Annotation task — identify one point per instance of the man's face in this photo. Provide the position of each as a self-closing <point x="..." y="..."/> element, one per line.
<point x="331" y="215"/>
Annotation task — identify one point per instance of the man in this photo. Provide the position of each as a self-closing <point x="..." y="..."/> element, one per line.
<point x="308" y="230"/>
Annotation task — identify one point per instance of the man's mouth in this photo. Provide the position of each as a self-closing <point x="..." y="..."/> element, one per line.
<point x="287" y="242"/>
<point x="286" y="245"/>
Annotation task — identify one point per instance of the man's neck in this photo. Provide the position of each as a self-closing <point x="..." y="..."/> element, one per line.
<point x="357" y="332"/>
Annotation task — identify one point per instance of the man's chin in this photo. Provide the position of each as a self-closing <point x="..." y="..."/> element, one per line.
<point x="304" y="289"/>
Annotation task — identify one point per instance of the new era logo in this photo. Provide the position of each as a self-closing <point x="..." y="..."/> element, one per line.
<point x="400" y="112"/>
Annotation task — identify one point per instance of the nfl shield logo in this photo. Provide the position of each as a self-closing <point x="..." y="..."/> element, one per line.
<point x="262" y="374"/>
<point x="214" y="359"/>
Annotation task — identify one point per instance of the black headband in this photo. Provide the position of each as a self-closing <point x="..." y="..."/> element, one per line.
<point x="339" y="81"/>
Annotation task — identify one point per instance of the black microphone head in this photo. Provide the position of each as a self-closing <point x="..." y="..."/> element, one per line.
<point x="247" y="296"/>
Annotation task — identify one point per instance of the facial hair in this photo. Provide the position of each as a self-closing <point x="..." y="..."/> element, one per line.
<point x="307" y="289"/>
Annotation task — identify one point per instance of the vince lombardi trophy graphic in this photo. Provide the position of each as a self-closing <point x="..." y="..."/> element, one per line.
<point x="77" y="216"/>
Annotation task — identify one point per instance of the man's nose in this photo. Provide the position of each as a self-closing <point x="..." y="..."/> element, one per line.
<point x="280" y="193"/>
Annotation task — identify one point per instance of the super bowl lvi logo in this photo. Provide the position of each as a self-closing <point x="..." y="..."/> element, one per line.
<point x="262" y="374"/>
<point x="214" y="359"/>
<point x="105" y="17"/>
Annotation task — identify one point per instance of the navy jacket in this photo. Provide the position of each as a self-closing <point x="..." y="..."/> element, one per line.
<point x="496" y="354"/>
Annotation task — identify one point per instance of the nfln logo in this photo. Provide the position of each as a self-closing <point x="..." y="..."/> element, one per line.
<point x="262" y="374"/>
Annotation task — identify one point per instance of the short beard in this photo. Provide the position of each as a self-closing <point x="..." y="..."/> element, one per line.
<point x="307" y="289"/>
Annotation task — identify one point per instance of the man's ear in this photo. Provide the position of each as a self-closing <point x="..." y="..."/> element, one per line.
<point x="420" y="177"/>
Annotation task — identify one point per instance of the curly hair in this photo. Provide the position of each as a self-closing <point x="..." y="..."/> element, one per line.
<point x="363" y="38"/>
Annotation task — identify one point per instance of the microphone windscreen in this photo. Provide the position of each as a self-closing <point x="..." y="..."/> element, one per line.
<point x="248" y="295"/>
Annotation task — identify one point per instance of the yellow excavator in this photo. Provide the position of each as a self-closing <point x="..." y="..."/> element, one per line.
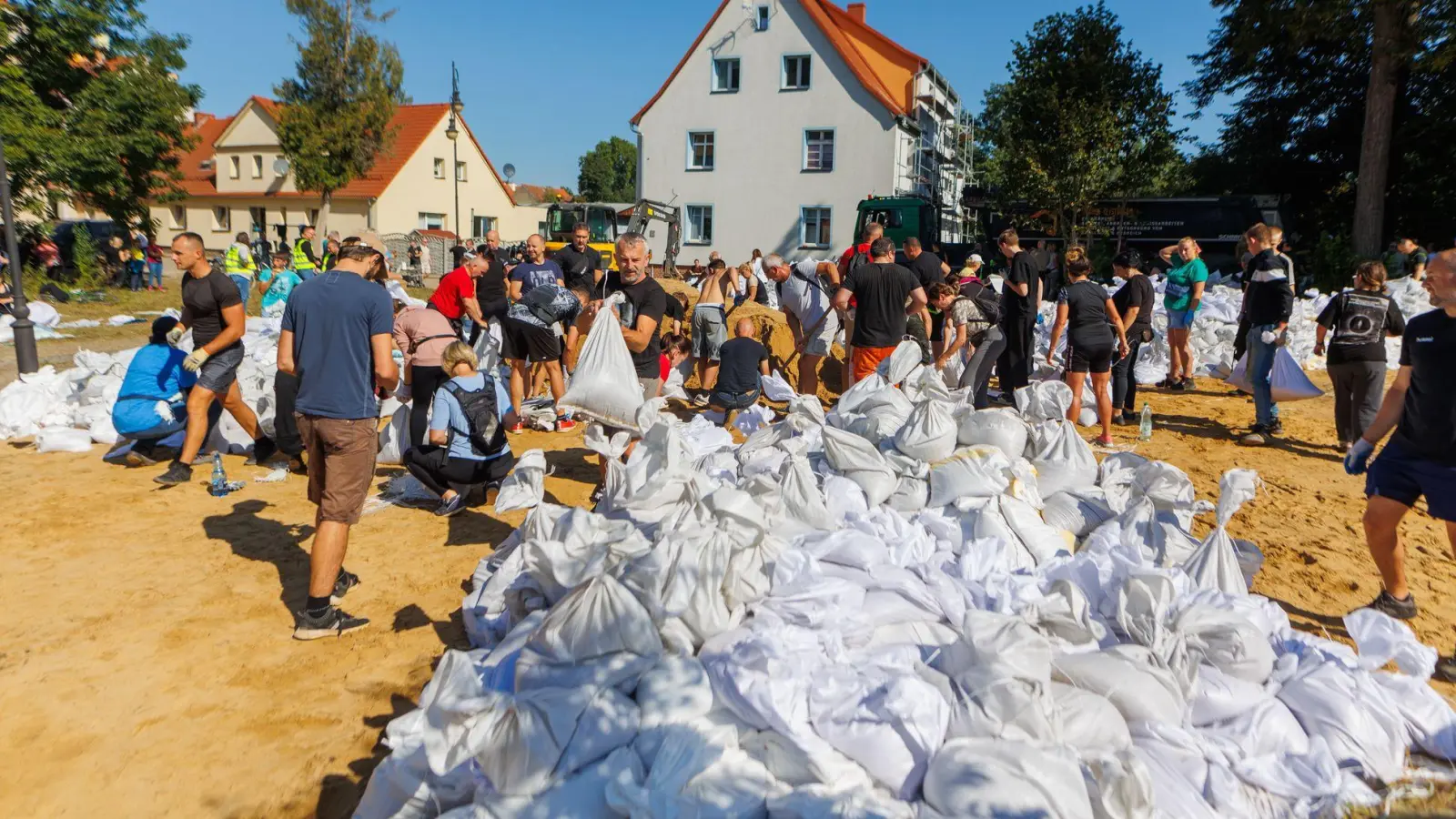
<point x="602" y="220"/>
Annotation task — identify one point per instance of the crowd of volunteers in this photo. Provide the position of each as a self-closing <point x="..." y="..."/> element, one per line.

=== Given task ===
Reproduce all of the items above word for word, leaving out the pictures.

=== Answer ===
Annotation task — identify one point per instance of the man's face in this photo. Provide the position of each as a self-closing <point x="..." y="..."/> element, one per line.
<point x="331" y="215"/>
Annotation task — identify one point per instance of the man in this photo. Provide the position of each as a self-closing <point x="..." y="..."/> element, one per line.
<point x="308" y="230"/>
Annotation task — identify one point per instance of the man's mouth in this photo. Provide the position of each as a self-closing <point x="..." y="..."/> element, one per line.
<point x="287" y="242"/>
<point x="286" y="245"/>
Annotation task — identify one point per instance of the man's neck in this photo. Provide the position of each as a self-closing <point x="..." y="..."/> element, one per line.
<point x="357" y="332"/>
Annotation task — identify one point per instance of the man's chin in this photo. Provide the position of each as a self-closing <point x="..." y="..."/> element, one per line.
<point x="304" y="289"/>
Annotation task — identify one point per instance of the new era logo in this photo. Provide the position of each as a self-closing <point x="..." y="..."/> element, one per line.
<point x="400" y="112"/>
Annotation task — identify one point per instance of the nfl shield logo in this photo. Provide the position of each as a self-closing <point x="..." y="..."/> element, one per line.
<point x="262" y="374"/>
<point x="214" y="359"/>
Annotation task — identify one point per instance of the black headband in this photo. Provide the position of each as a self-closing <point x="..." y="..."/> element, one per line.
<point x="339" y="81"/>
Annotation task — identify one point per instance of the black microphone head in this photo. Provide the position of each as a self-closing <point x="..." y="..."/> element, one per line.
<point x="247" y="296"/>
Annotation task — identify one point per instance of the facial hair in this photo. Provide the position of each as a self-closing <point x="..." y="..."/> element, one per line.
<point x="307" y="289"/>
Annotation task — identify one point per instance of the vince lombardi trophy graphic in this photo. Provide the position of each as a self-closing <point x="..." y="..."/> element, one per line.
<point x="77" y="216"/>
Annotation task — identify one point per instance of the man's nose in this photo. Provide the position of each as a self-closing <point x="..." y="..."/> element, one per line.
<point x="280" y="193"/>
Annotation task — identify one point per instance of the super bowl lvi logo in this photo. Provide the position of each as a self-closing <point x="..." y="..."/> element, one per line.
<point x="262" y="374"/>
<point x="214" y="359"/>
<point x="105" y="17"/>
Annotation task — identify one point per instance of the navy jacket in this photo. Provide the position of each as a self-closing <point x="..." y="..."/> element, one per line.
<point x="496" y="354"/>
Annotation task — identify one point per instance of the nfln logo in this photo. Provide the position of each as a self-closing <point x="..." y="..."/> element, one per line.
<point x="262" y="374"/>
Annotation task — identify one point per instance of the short beard in this photo. Provide the position of each as a self-closing <point x="..." y="..."/> element, one per line.
<point x="307" y="289"/>
Annotation task — identify one point per instance of the man's ear in this photo. Provide the position of each as a self-closing <point x="..." y="..."/> element, one per line.
<point x="420" y="177"/>
Annotation task — identify one point per instance of the curly hair in this photo. Provide the position of each as a self-closing <point x="..." y="..."/> element, one per line.
<point x="363" y="38"/>
Annotation task — identify one point per instance of the microphone windscreen in this photo. Provide the position of each as a self-closing <point x="..." y="..."/> element, one per line.
<point x="248" y="295"/>
Annotation task — identify one point per instance of the yellow excavator in this photo. Provide the position of each as a self-closing <point x="..." y="..."/> element, one per line.
<point x="602" y="220"/>
Annotation task — identify one point per instance of the crowd of volunteers in this photo. Provide the position of each as a self-closing <point x="..." y="..."/> element, one per line.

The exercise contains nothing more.